Text to read>
——
This pilot study aims to investigate whether it is possible to identify first graders who are at risk of

developing mathematical difficulties through online measures (response times and error rates) of

students’ work on tasks in the domain of early arithmetic and pattern tasks.

Related work

Early identification of students with mathematical difficulties

A variety of reliable and valid standardized tests are commonly used in identifying mathematics

difficulties. To develop these tests, researchers focus on identifying variables that appear to be good

predictors. Some tests assess speed and accuracy with which students can identify object sets (e.g.,

Geary et al., 2009). Early numeracy skills, such as quantity comparison, number identification, and

counting, appear to have much predictive power for mathematical difficulties (Gersten et al., 2005).

Most of these tests include tasks on: Object counting, number comparison, sequencing, connecting

numbers to quantities, number recognition, and counting back and forth. Fewer tests include number

calculations such as additions and subtractions with symbols or word problems. Even fewer tests

include patterning tasks such as copying or extending a pattern or identifying the pattern unit.

However, a growing number of researchers (e.g., Verschaffel, et al., 2017) argue that that for

investigating mathematical abilities of young students, patterning tasks also need to be considered.

Students’ number sense and awareness of structure and patterns contribute substantially to students’

later success in mathematics (Wijns et al., 2019). Pittalis et al. (2018) in a longitudinal study with

first-grade students suggested that that the growth rate of algebraic arithmetic has a direct effect on

the growth rate of conventional arithmetic, and subsequently the growth rate of conventional

arithmetic predicts the growth rate of elementary arithmetic.

Error rates and response times as measures to identify mathematics difficulties

Several studies investigated differences in error rates and response times of students with and without

mathematical difficulties. Some of these studies addressed students’ enumeration ability and

indicated that students with mathematical difficulties have longer response times within the subitizing

range as compared to students without such difficulties (Moeller et al., 2009; Schindler et al., 2020;

Schleifer & Landerl, 2011). Other studies addressed students’ comparison of symbolic and non-

symbolic numbers and found no significant differences in error rates and response times between

children with or without mathematical difficulties (Mussolin et al., 2010). However, the slope of

response times was significantly steeper for students with mathematical difficulties. Other studies

found that response times and error rates for non-symbolic number line estimation are significant

predictors of mathematical achievements (Sasanguie et al., 2012). These studies indicate that error

rates and response times for suitable tasks can be a predictor of mathematical difficulties. Thus, we

intend to investigate: To what extent can error rates and response times of early arithmetic and

pattern tasks be used to identify students that may be at risk of developing mathematical difficulties?
——
Given task 1>
According to the text on mathematical difficulties, why do the authors decide to study error rates and response times? Answer in one to three sentences.
The text on mathematical difficulties and the listing that follows it are unrelated material.
——
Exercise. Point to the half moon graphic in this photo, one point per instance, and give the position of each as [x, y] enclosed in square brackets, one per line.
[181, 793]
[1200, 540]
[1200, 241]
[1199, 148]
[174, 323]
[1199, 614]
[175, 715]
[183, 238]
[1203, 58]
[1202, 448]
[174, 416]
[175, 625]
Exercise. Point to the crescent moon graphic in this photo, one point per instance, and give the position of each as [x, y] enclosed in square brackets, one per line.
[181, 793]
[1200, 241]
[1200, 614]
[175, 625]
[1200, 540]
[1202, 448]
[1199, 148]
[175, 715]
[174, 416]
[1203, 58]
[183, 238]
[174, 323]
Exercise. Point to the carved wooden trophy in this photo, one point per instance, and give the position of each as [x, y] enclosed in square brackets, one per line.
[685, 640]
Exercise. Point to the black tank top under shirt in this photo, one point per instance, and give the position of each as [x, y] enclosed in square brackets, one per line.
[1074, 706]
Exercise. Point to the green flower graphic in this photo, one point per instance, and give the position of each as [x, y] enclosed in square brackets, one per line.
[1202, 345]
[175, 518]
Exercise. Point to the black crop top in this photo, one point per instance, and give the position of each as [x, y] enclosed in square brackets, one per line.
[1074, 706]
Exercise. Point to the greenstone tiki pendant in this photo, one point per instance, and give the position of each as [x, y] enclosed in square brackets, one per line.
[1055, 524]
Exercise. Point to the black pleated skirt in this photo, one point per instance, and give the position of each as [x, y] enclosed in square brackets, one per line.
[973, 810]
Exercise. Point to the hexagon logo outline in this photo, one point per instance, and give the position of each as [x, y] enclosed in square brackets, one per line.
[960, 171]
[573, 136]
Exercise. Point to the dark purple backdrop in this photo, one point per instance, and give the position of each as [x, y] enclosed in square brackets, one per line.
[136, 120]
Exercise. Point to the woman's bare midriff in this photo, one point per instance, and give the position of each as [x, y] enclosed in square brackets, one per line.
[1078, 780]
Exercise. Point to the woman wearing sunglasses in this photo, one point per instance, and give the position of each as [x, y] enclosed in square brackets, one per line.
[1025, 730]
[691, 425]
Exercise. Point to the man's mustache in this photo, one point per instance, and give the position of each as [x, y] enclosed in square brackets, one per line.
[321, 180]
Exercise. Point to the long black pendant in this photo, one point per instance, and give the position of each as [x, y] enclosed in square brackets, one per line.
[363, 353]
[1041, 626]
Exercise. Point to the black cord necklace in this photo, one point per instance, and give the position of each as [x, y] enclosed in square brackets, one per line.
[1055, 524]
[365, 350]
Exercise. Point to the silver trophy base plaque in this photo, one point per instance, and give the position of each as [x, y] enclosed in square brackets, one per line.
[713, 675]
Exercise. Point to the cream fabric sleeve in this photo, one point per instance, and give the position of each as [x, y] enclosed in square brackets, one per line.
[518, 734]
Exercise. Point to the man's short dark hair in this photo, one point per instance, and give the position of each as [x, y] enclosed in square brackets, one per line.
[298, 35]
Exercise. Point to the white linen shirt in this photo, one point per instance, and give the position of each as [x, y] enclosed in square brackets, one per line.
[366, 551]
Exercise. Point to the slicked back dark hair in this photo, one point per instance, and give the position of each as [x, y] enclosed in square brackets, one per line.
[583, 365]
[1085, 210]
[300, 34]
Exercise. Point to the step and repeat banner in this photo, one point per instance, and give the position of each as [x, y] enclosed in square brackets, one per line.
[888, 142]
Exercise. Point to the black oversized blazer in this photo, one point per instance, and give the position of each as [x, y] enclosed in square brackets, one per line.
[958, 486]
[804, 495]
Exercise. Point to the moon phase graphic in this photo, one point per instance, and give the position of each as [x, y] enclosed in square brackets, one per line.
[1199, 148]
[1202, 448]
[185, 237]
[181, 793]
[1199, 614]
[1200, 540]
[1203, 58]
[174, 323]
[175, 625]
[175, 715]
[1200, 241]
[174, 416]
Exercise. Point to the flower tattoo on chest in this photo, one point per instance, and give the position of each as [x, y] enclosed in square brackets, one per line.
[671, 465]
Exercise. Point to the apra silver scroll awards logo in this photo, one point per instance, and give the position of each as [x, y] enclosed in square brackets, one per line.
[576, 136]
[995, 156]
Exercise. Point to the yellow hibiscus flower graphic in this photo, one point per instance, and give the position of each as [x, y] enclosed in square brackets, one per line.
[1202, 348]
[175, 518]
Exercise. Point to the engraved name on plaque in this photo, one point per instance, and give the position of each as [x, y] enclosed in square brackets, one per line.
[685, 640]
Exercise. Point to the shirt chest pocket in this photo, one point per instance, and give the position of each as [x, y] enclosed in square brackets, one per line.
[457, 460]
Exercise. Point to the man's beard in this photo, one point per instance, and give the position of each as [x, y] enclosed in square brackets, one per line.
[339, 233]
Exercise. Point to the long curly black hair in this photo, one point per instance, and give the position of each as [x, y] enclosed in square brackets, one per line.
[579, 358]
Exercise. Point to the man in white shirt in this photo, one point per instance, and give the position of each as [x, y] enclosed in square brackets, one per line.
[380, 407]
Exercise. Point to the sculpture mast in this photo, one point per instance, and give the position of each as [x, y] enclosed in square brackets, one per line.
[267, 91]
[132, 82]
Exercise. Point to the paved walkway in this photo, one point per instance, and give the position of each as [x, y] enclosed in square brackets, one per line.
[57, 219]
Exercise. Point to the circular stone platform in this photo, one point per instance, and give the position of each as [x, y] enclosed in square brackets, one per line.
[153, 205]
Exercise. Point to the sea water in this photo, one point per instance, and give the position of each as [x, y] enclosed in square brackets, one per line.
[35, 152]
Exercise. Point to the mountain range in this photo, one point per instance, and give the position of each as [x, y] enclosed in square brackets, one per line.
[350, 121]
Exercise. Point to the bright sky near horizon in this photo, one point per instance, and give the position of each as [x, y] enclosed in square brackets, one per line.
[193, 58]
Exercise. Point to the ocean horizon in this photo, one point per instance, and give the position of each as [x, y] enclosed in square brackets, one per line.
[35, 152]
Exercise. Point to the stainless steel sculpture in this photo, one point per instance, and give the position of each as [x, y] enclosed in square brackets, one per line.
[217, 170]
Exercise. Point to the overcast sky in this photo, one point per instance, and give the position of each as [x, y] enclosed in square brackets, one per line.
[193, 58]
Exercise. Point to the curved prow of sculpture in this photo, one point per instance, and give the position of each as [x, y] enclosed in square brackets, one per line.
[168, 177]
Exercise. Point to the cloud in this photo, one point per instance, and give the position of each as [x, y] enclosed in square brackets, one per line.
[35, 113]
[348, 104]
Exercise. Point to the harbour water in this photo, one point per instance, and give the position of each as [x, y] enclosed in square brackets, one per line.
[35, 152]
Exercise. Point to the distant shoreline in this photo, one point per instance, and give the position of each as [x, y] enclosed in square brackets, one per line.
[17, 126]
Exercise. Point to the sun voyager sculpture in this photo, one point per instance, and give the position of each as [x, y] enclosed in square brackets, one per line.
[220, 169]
——
Given task 2>
Find every line in the listing that contains the string "dark", and copy each one. Case counts.

Written solution 1>
Several studies found differences in response times between students with and without mathematical difficulties, and found that error rates and response times on certain tasks predict mathematical achievement. These studies indicate that error rates and response times on suitable tasks can predict mathematical difficulties. The authors therefore plan to investigate whether these measures on early arithmetic and pattern tasks can identify students who may be at risk.

Written solution 2>
Exercise. Point to the dark purple backdrop in this photo, one point per instance, and give the position of each as [x, y] enclosed in square brackets, one per line.
Exercise. Point to the man's short dark hair in this photo, one point per instance, and give the position of each as [x, y] enclosed in square brackets, one per line.
Exercise. Point to the slicked back dark hair in this photo, one point per instance, and give the position of each as [x, y] enclosed in square brackets, one per line.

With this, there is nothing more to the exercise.